JOB:
Please print the stretch of the data from the line containing "Every instance of the windscreen gets" through the line containing "138 51 L 139", both of those lines included, reproducing every character unchanged.

>> Start MATERIAL SHOWN

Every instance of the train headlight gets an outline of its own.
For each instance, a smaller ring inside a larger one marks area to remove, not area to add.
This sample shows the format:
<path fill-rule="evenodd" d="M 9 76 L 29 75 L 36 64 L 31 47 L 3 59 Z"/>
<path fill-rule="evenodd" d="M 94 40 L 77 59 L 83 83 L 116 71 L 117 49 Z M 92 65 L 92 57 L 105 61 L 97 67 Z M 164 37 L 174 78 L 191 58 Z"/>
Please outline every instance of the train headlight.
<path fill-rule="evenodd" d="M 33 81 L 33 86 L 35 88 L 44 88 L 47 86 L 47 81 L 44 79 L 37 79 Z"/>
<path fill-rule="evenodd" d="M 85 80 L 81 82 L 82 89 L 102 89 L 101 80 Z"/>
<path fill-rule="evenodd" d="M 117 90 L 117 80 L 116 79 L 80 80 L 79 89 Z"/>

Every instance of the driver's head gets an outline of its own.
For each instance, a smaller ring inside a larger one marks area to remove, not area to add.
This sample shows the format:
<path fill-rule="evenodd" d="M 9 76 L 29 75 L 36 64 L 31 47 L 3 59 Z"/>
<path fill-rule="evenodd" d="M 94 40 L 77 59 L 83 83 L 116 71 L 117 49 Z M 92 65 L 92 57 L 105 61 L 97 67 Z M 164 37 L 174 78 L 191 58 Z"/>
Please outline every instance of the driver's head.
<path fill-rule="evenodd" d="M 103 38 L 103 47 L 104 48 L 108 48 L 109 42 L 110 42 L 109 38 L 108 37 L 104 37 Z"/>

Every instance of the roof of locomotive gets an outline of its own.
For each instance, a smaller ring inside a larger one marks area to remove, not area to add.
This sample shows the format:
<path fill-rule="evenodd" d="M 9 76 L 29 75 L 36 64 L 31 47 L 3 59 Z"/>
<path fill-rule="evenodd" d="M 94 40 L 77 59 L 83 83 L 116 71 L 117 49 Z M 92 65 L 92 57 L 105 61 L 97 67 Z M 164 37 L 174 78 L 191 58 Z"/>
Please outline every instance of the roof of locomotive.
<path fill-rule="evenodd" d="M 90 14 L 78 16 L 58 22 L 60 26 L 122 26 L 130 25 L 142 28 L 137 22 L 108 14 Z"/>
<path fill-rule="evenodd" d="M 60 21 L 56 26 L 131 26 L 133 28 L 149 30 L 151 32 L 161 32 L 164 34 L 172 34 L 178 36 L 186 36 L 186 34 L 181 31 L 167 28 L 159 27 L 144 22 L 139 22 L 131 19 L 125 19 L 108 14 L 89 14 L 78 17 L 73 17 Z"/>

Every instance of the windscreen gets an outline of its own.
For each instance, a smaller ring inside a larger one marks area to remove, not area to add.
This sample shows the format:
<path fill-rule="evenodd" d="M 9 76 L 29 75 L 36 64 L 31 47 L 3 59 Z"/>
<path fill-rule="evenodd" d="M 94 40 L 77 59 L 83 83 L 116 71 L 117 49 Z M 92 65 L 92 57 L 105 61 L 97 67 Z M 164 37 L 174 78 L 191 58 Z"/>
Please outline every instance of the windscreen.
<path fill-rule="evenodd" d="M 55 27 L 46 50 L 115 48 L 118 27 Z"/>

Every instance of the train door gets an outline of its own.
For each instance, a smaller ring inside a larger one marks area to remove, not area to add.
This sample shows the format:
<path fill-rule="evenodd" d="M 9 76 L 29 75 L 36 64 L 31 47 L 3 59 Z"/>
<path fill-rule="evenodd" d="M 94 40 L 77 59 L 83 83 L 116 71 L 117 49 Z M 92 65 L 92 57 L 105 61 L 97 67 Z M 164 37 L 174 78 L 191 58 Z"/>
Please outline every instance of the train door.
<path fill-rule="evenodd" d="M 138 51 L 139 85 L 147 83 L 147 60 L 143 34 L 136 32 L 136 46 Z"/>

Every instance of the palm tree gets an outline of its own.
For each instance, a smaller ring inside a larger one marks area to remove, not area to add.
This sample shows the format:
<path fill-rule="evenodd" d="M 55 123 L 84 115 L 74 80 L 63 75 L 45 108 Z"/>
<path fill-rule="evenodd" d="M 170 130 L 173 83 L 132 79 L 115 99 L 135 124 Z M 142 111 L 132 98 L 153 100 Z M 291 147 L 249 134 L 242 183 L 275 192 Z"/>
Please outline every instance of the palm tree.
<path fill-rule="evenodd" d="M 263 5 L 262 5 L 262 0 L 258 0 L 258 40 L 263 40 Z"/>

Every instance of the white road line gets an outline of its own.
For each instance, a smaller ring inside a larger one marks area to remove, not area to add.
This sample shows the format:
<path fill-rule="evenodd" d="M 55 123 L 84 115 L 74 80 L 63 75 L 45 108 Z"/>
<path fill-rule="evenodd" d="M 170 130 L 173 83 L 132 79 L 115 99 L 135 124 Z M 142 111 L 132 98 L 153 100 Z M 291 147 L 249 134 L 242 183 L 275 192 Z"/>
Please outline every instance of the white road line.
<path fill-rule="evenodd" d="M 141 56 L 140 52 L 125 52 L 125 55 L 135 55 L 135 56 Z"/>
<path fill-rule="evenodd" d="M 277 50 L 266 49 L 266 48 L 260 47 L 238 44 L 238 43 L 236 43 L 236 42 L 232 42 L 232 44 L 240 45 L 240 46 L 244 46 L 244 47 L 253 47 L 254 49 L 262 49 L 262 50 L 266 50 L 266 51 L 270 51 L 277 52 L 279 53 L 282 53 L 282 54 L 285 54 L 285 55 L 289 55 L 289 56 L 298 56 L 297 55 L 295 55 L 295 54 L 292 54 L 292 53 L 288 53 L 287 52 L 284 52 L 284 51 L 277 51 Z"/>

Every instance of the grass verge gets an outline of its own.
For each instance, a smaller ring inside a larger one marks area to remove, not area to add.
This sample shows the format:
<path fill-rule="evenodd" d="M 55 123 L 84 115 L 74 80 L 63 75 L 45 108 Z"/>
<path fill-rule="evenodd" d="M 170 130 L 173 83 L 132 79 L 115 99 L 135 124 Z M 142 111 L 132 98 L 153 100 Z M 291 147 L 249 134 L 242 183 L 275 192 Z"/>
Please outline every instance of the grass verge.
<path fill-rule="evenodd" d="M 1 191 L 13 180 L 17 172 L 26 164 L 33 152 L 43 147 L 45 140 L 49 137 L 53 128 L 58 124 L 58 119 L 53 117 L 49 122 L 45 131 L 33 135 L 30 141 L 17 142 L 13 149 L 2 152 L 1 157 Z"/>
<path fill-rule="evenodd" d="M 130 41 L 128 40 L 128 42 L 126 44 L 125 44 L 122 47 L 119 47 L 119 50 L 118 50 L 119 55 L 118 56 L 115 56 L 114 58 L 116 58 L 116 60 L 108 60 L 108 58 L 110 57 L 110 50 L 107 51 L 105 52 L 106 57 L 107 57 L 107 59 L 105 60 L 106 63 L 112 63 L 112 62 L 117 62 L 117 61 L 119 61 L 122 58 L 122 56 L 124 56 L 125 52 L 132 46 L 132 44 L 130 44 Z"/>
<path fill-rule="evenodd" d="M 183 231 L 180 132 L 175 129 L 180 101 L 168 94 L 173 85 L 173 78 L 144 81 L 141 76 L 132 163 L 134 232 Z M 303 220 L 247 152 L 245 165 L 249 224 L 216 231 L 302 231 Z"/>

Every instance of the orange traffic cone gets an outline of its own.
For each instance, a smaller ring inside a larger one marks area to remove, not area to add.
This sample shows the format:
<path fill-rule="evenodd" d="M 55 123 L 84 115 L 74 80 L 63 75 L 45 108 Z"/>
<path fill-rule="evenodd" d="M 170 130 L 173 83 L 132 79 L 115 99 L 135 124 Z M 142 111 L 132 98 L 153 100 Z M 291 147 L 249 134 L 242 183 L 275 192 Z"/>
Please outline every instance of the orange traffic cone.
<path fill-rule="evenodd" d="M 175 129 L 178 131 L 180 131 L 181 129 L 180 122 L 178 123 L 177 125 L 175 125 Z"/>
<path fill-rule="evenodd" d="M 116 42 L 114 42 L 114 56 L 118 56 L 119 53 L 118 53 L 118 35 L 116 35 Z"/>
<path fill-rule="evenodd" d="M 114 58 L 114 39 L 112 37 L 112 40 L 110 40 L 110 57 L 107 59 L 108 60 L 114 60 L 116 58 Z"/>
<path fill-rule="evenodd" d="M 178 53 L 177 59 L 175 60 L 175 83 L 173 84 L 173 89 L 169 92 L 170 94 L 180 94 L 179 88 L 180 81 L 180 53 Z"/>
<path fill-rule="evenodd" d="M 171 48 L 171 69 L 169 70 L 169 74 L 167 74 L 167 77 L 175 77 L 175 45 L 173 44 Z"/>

>> End MATERIAL SHOWN

SOLUTION FOR THIS PROBLEM:
Every instance of the windscreen gets an outline of its own.
For each instance, a smaller ring inside a larger one marks area to remove, not area to add.
This sample shows the format:
<path fill-rule="evenodd" d="M 9 76 L 29 75 L 36 64 L 31 47 L 3 59 Z"/>
<path fill-rule="evenodd" d="M 94 40 L 77 59 L 83 83 L 116 71 L 117 49 Z M 92 65 L 92 57 L 105 61 L 97 67 Z M 164 37 L 174 78 L 191 58 Z"/>
Please outline every instance of the windscreen.
<path fill-rule="evenodd" d="M 55 27 L 46 50 L 115 48 L 118 27 Z"/>

Every instance of the train door gets an outline of its own.
For each instance, a smaller ring inside a larger one marks area to remove, not area to add.
This sample shows the format:
<path fill-rule="evenodd" d="M 9 76 L 29 75 L 36 64 L 31 47 L 3 59 Z"/>
<path fill-rule="evenodd" d="M 94 40 L 77 59 L 83 83 L 116 71 L 117 49 Z M 92 65 L 92 57 L 105 61 L 97 67 Z M 164 37 L 174 78 L 191 58 Z"/>
Please outline every instance of the train door.
<path fill-rule="evenodd" d="M 138 51 L 139 85 L 147 83 L 147 60 L 143 34 L 136 32 L 136 46 Z"/>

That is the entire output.